One thing I heard about recently concerning the differences between similar symptoms with different causes is that people who are hoarders (a disease long thought to be associated with obsessive-compulsive disorder) do not respond to the serotonin-increasing medicine that works for helping people who have OCD . It would make sense that hoarding is more often a psychological disorder, rather than a chemical imbalance, even though both OCD and hoarding have some similarities in symptoms.
There is often not one simple explanation for mental illness and people should not make the mistake of thinking they can control it on their own. Whether it is supposedly all chemical, all psychological, or some combination, anyone who thinks they may have a problem really needs to see a professional, because it is complicated!

SeventhSense's avatar

@serena933
On behalf of the collective, thank you for a well constructed and helpful general overview of the subject.

▶ [EXTRACTED INFORMATION]

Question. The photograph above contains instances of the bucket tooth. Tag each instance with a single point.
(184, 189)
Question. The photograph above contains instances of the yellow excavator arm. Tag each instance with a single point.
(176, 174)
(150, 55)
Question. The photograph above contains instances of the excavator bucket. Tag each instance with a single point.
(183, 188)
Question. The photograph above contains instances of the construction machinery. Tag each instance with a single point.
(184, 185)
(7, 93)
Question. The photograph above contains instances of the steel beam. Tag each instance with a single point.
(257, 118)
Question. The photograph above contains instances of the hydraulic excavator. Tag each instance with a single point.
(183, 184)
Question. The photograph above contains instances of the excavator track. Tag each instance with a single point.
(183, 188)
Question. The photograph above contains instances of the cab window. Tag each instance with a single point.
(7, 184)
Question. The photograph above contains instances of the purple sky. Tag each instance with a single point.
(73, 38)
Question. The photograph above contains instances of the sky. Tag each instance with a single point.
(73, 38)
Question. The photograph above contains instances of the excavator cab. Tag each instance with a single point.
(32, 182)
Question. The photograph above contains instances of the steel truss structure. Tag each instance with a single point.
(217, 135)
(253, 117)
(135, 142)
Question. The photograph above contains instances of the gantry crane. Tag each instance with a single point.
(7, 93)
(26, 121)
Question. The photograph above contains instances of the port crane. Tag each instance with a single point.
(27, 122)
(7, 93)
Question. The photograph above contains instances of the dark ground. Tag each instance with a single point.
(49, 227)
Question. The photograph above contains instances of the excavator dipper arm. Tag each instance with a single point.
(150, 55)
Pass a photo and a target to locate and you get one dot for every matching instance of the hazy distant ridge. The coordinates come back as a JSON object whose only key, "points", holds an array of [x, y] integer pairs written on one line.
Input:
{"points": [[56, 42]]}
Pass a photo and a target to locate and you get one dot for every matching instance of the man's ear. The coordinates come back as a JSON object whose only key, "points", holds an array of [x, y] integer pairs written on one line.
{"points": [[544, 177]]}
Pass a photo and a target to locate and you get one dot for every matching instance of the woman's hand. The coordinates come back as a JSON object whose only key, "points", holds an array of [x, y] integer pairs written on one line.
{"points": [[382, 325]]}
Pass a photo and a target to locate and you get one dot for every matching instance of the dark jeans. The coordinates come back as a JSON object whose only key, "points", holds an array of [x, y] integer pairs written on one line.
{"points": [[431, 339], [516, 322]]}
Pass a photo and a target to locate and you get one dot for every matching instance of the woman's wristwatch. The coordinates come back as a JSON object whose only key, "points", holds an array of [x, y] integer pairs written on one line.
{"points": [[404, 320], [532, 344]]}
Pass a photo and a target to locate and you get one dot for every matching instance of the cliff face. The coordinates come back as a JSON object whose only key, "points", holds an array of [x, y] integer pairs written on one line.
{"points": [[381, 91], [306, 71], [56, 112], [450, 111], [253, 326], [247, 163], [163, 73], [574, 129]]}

▶ [ASSIGNMENT 1]
Answer these from the mental illness discussion:
(a) Which disorder was hoarding long thought to be linked to?
(b) What kind of medicine do hoarders not respond to?
(c) Whom should anyone who thinks they may have a problem see?
▶ [ASSIGNMENT 2] Continue the mental illness discussion from the point where it stops.

▶ [TASK RESPONSE 1]
(a) Obsessive-compulsive disorder (OCD).
(b) The serotonin-increasing medicine that helps people who have OCD.
(c) A professional.

▶ [TASK RESPONSE 2]
Joybird's avatar

It’s a good question and it’s something I had a discussion about today with a collegue. Perhaps being privy to our conversation will help you understand the dilemma in answering this question. We have a student who is obviously personality disordered. Now given his history of being given mass amounts of heroin early in his youth by a parent we wonder how much of this “personality” manifestation may be due to frontal lobe damage not unlike someone who suffers a fall or illness and has TBI (Traumatic brain injury). Drugs, illness, disease and birth defect can result in permanent damage.
Not everything that is mental illness is physical. For example as shown above Personality disorders are considered a long standing pattern of thinking and companion behaviors that result in impairment in any one of several areas of functioning. I would not consider persons with Borderline Personality disorder to be suffering from an illness with a physical basis. I would say the same about any number of other personality disorders.
The young man I discussed demonstrates a combination of BPD traits and Narcissitic personality disordered traits. I will be working with him using Dialectical Behavioral Treatment skills, a modality of Cognitive behavioral treatment. Change in thinking and behavior across time will tell how much of his thinking and behavior is the result of history or whether brain damage is a precursor. I had another similar student last year who has made remarkable progress when when other people insisted that she had Bipolar disorder…an incorrect diagnosis in her case.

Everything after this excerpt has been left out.